_TASK REQUIREMENTS_
Your answer should be one number, the count of lines in the listing below containing the word "water".

----- DATA SHOWN -----

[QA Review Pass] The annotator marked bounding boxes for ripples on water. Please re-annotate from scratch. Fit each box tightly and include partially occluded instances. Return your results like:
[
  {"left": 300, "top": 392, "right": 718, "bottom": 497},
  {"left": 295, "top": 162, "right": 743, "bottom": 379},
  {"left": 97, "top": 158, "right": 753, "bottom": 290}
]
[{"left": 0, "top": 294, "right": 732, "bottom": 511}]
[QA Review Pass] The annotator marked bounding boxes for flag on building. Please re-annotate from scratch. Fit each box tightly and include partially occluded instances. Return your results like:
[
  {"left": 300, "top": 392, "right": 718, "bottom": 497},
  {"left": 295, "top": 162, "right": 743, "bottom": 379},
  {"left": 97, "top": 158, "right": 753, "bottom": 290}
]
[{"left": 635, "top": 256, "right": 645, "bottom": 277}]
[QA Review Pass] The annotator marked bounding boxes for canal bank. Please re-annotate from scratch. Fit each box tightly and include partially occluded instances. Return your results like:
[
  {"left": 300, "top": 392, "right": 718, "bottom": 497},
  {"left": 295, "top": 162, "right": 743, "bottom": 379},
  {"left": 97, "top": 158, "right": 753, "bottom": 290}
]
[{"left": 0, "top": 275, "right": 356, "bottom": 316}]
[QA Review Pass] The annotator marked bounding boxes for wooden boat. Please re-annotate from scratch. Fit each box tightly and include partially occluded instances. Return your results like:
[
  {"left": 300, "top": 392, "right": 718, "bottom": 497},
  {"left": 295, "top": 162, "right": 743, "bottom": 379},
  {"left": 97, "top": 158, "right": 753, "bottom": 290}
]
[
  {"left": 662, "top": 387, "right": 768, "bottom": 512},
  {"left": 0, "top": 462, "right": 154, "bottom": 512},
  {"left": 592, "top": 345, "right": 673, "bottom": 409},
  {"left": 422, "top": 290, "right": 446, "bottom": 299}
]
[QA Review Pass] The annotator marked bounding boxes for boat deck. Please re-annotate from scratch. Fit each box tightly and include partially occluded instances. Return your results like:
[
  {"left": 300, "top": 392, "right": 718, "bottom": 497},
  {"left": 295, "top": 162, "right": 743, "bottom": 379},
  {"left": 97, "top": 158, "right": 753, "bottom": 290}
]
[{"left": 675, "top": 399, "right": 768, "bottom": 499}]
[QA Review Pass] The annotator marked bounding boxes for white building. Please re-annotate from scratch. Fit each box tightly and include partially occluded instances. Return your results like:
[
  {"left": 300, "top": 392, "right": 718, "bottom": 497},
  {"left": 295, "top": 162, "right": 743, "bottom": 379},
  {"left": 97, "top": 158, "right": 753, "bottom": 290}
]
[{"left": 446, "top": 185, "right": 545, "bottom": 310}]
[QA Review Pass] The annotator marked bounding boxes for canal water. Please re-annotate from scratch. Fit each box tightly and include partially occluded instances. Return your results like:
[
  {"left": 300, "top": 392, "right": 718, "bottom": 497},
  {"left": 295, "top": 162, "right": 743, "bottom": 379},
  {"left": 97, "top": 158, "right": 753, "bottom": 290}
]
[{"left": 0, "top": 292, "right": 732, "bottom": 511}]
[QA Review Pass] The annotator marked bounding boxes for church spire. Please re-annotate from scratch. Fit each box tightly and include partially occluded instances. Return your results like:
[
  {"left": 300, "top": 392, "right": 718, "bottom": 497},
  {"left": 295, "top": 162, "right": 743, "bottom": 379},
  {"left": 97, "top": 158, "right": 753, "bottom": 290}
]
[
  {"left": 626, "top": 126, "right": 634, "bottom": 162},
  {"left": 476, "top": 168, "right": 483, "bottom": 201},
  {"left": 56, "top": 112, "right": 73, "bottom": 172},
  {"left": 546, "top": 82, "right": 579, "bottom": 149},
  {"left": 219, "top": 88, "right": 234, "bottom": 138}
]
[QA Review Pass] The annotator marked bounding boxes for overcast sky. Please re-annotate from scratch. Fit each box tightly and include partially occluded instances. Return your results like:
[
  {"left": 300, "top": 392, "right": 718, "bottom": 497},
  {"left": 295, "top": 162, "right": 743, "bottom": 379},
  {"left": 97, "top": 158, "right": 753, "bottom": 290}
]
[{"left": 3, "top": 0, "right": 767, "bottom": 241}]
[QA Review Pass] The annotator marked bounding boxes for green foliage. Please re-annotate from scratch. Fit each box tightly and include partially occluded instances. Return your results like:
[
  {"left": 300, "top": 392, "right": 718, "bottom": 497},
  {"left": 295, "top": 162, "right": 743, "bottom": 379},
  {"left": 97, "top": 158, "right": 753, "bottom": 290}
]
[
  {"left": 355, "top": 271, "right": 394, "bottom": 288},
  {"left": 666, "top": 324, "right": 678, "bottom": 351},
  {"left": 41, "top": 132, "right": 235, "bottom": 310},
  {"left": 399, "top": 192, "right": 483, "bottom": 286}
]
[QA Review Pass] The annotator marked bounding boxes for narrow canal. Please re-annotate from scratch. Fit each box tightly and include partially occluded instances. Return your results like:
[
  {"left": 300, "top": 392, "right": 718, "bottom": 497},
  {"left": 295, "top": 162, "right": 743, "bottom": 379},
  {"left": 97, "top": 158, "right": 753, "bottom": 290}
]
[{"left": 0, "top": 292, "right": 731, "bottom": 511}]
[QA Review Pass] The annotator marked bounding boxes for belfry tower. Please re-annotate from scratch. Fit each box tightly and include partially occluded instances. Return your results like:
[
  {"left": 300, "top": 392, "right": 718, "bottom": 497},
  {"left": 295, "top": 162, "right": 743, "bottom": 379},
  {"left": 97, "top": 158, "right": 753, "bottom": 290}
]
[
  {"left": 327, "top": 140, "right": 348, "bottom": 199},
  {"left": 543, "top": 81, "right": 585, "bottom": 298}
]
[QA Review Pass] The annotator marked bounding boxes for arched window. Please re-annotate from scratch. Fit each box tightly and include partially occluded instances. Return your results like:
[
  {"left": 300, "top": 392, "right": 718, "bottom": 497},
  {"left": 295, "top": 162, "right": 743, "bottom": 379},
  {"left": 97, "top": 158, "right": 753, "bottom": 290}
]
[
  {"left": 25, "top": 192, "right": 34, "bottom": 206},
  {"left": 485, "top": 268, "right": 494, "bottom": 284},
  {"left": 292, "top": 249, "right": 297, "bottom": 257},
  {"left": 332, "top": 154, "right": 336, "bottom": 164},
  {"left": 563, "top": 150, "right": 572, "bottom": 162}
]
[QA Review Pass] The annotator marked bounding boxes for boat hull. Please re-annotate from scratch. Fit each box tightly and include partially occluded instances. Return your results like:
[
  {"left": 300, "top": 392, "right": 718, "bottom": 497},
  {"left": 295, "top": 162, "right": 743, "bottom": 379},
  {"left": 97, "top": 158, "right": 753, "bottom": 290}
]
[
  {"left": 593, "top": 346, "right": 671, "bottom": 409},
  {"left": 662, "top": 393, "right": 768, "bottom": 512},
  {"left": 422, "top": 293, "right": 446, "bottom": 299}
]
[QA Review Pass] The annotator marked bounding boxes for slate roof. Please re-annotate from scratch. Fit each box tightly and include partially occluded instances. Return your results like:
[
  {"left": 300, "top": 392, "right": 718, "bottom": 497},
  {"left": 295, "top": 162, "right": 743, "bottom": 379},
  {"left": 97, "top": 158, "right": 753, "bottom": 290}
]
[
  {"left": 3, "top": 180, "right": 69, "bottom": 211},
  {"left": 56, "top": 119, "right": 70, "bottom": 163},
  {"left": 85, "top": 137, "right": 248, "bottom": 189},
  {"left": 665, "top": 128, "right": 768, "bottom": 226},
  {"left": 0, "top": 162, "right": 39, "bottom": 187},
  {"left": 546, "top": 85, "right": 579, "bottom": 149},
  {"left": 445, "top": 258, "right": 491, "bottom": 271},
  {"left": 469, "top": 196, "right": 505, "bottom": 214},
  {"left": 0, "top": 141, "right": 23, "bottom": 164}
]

-----

_RESPONSE_
2